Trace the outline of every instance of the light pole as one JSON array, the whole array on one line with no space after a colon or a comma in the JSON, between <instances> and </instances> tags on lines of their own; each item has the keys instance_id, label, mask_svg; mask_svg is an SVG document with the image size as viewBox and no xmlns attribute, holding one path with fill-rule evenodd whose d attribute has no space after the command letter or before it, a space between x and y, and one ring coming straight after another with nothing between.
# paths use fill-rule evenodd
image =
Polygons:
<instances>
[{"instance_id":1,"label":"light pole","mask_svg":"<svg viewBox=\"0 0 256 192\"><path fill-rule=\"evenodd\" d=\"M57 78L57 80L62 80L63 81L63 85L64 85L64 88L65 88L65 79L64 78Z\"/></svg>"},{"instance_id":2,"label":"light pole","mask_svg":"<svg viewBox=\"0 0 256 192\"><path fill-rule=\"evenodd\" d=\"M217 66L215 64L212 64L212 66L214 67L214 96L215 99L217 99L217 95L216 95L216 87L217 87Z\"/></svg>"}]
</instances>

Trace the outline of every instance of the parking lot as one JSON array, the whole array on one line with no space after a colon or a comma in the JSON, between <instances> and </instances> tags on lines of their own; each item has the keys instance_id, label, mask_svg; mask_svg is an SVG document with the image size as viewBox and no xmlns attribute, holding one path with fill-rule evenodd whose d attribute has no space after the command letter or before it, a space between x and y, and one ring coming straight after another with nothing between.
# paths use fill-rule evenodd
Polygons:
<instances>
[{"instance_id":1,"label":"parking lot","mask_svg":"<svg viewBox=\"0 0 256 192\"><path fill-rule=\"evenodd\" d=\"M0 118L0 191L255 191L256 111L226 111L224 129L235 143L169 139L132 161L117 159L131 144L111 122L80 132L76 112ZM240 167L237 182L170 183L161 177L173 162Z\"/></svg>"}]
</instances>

________________

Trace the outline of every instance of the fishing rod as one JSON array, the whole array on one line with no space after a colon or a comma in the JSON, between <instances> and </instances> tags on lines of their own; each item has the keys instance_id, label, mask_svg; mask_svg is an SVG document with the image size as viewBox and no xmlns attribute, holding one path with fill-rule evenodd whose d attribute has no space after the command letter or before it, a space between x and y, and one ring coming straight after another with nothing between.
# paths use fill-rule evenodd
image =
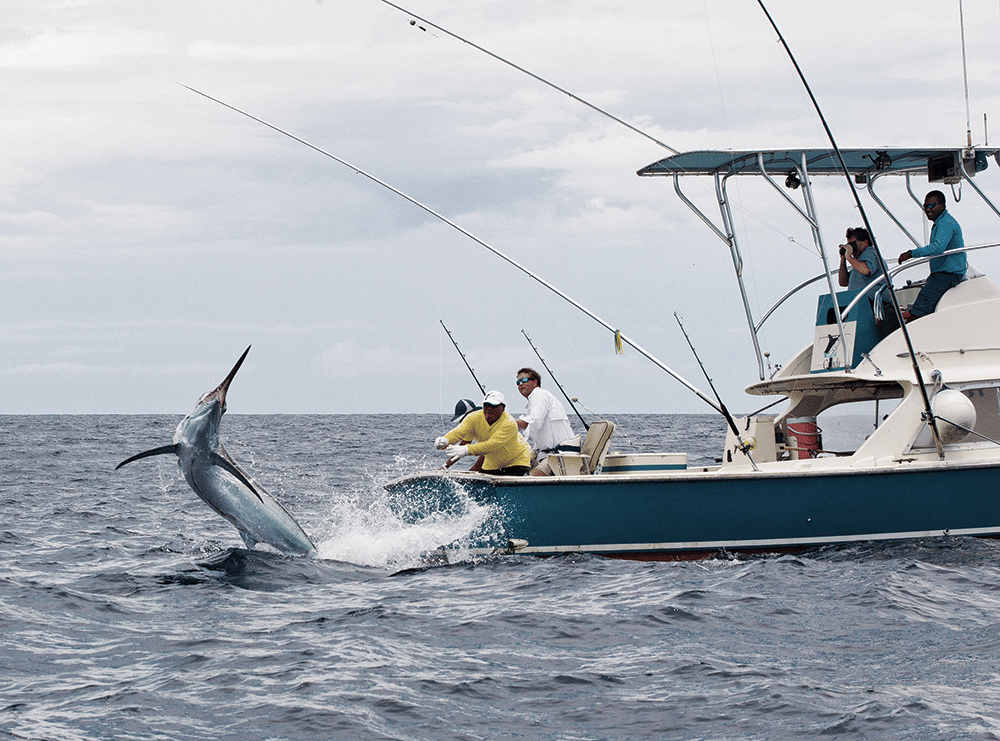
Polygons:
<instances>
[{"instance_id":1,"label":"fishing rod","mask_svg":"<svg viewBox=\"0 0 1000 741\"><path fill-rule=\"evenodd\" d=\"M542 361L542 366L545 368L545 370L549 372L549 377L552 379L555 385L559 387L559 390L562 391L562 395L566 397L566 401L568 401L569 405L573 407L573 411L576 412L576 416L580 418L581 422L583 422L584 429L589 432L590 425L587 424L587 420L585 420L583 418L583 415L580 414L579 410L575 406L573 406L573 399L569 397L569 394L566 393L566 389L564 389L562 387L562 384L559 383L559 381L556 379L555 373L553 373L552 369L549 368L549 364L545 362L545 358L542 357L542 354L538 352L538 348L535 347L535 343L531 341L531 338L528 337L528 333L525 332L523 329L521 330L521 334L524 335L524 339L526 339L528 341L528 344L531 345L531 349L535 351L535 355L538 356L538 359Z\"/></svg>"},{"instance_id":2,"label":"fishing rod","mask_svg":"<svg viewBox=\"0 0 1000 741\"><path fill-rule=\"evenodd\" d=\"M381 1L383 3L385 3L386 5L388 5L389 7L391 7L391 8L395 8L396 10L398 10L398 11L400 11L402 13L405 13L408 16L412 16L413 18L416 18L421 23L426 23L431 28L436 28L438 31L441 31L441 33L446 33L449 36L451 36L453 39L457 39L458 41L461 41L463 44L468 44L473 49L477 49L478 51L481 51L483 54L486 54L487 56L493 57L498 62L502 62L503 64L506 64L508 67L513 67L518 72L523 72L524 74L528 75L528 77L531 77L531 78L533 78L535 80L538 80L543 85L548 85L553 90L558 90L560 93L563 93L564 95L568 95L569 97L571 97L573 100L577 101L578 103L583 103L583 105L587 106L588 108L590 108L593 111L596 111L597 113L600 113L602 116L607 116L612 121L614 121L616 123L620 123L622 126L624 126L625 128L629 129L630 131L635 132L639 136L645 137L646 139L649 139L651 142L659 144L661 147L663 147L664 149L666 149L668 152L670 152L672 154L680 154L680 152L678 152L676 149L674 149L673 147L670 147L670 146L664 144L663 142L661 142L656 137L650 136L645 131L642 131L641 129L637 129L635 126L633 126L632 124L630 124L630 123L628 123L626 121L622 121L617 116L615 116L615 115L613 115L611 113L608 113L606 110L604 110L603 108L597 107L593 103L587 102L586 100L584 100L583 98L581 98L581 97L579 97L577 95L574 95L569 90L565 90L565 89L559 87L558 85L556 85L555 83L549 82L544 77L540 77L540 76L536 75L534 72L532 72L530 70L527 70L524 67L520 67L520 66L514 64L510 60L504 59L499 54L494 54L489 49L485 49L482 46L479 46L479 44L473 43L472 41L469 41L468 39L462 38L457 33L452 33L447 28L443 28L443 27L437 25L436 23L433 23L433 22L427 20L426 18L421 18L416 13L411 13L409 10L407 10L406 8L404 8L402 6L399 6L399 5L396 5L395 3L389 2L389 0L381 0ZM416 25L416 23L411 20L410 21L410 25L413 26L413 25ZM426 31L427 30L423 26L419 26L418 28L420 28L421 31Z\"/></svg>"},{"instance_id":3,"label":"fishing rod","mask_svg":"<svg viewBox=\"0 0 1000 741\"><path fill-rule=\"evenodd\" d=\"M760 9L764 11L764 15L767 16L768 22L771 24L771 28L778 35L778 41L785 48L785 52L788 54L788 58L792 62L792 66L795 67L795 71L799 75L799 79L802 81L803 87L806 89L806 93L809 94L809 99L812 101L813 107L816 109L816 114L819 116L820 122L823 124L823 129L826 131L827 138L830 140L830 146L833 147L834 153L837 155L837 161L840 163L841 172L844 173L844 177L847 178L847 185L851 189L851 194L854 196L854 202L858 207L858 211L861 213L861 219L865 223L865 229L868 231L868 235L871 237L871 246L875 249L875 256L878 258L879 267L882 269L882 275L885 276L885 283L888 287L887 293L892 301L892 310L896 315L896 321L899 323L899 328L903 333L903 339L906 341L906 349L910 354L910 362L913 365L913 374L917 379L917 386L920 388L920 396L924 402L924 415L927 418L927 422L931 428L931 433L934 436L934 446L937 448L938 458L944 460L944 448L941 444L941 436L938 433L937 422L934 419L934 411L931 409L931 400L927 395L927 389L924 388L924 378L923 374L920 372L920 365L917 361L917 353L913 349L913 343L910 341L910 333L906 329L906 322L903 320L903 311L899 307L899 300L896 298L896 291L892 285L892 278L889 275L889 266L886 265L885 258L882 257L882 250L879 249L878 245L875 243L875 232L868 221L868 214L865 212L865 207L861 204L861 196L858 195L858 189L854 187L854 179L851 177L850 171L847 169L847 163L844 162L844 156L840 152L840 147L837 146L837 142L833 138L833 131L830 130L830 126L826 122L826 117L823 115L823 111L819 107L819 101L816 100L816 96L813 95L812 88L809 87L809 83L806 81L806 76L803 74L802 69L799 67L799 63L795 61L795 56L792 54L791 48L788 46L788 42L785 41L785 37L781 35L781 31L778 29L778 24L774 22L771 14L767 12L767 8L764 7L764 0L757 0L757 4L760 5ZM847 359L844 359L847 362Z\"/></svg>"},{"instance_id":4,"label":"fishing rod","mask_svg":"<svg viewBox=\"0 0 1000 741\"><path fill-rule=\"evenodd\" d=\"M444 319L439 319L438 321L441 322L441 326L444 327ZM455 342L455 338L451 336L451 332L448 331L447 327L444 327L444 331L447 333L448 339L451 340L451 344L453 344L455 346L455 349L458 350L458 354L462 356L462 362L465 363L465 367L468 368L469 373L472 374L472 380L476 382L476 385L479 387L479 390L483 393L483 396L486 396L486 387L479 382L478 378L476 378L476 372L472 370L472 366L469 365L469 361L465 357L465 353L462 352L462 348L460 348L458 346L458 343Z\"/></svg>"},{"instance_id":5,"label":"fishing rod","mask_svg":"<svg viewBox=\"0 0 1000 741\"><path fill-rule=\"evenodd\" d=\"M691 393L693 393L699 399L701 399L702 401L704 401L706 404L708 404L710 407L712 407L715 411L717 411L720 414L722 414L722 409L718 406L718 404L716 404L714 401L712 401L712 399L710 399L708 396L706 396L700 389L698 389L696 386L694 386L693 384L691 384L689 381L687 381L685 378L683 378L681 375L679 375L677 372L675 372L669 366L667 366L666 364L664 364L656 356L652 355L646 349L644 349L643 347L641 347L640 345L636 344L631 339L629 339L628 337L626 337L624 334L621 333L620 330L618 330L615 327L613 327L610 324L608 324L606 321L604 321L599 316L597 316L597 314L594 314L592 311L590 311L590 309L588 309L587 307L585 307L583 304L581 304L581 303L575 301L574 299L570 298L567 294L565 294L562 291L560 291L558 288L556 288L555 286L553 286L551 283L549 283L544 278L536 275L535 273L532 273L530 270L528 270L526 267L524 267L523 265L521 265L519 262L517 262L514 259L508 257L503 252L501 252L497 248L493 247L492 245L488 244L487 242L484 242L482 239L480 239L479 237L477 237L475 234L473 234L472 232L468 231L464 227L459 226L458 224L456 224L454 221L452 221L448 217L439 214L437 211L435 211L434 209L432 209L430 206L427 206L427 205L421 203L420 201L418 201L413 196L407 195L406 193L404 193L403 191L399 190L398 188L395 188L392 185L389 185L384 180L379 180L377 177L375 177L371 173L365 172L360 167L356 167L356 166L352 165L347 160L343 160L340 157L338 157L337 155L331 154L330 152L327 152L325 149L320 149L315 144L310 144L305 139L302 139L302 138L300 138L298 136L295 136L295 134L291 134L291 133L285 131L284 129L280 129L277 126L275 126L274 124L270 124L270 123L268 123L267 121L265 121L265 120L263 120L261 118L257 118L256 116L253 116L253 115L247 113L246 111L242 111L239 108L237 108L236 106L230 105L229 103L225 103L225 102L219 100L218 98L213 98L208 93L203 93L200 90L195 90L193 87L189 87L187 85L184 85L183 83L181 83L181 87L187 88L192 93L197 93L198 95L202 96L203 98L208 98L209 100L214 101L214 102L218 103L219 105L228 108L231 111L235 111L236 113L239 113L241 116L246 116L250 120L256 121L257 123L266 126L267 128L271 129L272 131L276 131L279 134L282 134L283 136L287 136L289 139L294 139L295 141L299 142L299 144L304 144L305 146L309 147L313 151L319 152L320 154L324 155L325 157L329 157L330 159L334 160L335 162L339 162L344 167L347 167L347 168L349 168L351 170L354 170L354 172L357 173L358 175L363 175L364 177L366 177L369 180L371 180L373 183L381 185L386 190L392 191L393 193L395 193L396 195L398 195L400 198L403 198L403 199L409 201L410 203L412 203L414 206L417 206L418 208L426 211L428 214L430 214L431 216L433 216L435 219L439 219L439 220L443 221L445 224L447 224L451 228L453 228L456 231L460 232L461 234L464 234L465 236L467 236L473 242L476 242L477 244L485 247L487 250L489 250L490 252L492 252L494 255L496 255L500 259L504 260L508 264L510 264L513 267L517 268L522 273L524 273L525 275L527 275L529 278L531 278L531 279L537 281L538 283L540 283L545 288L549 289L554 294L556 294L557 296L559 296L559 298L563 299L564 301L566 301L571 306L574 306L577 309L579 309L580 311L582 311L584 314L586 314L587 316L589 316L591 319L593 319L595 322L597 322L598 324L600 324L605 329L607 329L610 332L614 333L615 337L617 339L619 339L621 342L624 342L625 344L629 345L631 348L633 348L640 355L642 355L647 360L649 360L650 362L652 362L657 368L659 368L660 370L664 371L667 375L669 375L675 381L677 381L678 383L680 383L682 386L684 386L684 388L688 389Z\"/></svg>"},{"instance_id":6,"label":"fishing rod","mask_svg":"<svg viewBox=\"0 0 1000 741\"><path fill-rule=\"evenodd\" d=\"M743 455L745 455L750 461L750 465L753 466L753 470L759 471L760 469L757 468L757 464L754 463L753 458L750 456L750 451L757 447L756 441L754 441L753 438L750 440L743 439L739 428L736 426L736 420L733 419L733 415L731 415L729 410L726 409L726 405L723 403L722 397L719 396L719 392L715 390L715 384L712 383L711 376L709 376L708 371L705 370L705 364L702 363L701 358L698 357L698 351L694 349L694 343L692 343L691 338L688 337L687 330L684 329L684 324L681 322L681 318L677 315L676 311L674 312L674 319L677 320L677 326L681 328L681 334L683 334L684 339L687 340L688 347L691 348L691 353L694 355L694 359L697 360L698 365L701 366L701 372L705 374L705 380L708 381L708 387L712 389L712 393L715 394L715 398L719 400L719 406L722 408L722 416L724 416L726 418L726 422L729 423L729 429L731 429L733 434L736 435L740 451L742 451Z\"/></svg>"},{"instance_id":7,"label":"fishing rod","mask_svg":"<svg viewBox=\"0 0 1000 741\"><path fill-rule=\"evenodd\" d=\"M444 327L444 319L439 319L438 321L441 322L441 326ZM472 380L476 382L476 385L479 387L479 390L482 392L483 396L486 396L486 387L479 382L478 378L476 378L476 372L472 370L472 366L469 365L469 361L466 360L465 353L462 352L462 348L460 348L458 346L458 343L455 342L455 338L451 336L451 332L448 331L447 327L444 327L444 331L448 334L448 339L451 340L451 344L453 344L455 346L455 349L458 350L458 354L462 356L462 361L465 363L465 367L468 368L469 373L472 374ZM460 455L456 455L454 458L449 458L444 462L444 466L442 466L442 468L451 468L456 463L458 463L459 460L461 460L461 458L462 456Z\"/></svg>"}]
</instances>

________________

- [Task statement]: For this task, write out exactly the lines of the entries above, starting at the line with "Trace the outline of every instance of the light" and ending at the line with "Trace the outline of every instance of the parking", both included, and no others.

- [Worked solution]:
Trace the outline of every instance of the light pole as one JSON array, the whole array on one line with no space after a colon or a comma in the JSON, between <instances> and </instances> tags on lines of their own; each item has the keys instance_id, label, mask_svg; mask_svg is an SVG document with the image size as viewBox and no xmlns attribute, holding one path with fill-rule evenodd whose d attribute has no space after the command letter or before it, a space between x and y, and one ring coming straight after another with nothing between.
# paths use fill-rule evenodd
image =
Polygons:
<instances>
[{"instance_id":1,"label":"light pole","mask_svg":"<svg viewBox=\"0 0 256 192\"><path fill-rule=\"evenodd\" d=\"M57 78L57 80L62 80L63 81L63 85L64 85L64 88L65 88L65 79L64 78Z\"/></svg>"},{"instance_id":2,"label":"light pole","mask_svg":"<svg viewBox=\"0 0 256 192\"><path fill-rule=\"evenodd\" d=\"M217 66L215 64L212 64L212 66L214 67L214 96L215 99L217 99L217 95L216 95L216 87L217 87Z\"/></svg>"}]
</instances>

Trace the outline of every instance of the parking lot as one JSON array, the whole array on one line with no space after a colon or a comma in the JSON, between <instances> and </instances> tags on lines of their own; each item has the keys instance_id, label, mask_svg; mask_svg is an SVG document with the image size as viewBox and no xmlns attribute, holding one path with fill-rule evenodd whose d attribute has no space after the command letter or before it, a space between x and y, and one ring coming straight after another with nothing between.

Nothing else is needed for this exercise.